TASK TO CARRY OUT: Please write out all of the lines below again, both those that ask for points and those that give them, and offset every coordinate in the answers by -132.
**** INFORMATION GIVEN ****
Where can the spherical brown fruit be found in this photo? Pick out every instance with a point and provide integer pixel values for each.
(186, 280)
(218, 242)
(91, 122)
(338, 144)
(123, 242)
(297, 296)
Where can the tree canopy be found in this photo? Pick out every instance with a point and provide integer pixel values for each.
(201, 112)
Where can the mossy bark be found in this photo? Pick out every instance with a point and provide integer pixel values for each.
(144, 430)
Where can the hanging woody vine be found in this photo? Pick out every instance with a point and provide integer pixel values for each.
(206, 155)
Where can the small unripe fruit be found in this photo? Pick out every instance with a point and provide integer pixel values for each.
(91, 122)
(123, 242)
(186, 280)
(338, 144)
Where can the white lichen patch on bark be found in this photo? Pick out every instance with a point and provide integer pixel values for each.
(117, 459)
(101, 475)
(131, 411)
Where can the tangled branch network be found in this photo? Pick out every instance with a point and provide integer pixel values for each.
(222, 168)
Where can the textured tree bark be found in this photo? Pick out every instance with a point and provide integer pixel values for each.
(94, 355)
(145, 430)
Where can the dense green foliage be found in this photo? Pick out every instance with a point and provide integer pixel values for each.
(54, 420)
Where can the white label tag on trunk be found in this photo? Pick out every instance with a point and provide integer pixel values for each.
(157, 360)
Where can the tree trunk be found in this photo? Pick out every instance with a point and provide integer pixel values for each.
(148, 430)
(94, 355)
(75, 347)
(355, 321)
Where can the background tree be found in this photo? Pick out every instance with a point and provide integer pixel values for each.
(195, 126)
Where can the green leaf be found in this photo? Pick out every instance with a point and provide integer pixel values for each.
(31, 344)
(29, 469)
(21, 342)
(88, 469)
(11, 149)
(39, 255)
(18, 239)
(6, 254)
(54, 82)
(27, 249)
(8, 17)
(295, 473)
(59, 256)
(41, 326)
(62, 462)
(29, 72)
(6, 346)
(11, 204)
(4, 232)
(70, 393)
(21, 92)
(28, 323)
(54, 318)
****
SOLUTION FOR THIS EXERCISE:
Where can the spherical brown fruit be found in this photo? Pick out every instance with a point and provide integer pixel values for each.
(54, 148)
(86, 110)
(-41, -10)
(206, 12)
(-9, 110)
(165, 164)
Where can the tree canopy be found in this photo? Pick out every instance with a point and provide integer pixel values for each.
(69, -20)
Where can the mossy bark be found in this photo? Pick out every instance with a point and provide integer pixel values for each.
(12, 298)
Where can the hanging woody vine be found in this photo? Pick out every instance with a point and provide integer pixel values for each.
(74, 23)
Where can the small unripe fruit be found in this photo? Pick out every instance with a point and provide integer pixel values for each.
(-41, -10)
(-9, 110)
(54, 148)
(206, 12)
Where can the white lichen patch on bark be found in this photo? Pick out every instance with a point and provide integer pixel values for each.
(-15, 327)
(-31, 343)
(-1, 279)
Where can the tangled branch network be found in this photo? Pick out every instance with a point and provide integer pixel values for each.
(90, 36)
Where can the textured tree bark be found in this photo? Pick out every instance with a point and provide integer pixel values for each.
(-38, 223)
(13, 298)
Where can the dense green foliage be found in this photo? Pick out every instance with a point and provide integer pixel values for each.
(-78, 288)
Where can the white label tag on trunk be found in this photo? Pick out every instance with a point and provide integer pixel values for each.
(25, 228)
Where can the tree trunk be found in this photo? Pick out every instance with a point and provide integer pixel values for each.
(16, 298)
(-38, 223)
(-57, 215)
(223, 189)
Where can the background tree be found in this photo? Pick out every instance with a point and provide integer pixel values for each.
(63, -6)
Where can the green leaf be found in this photo? Pick out every instance with a point and provide integer pixel values for each.
(-101, 212)
(-103, 337)
(-111, 210)
(-44, 337)
(-121, 17)
(-93, 123)
(-114, 107)
(-126, 122)
(-78, -50)
(-105, 117)
(-124, -115)
(163, 341)
(-73, 124)
(-91, 194)
(-70, 330)
(-103, -60)
(-126, 214)
(-121, 72)
(-128, 100)
(-62, 261)
(-111, -40)
(-104, 191)
(-78, 186)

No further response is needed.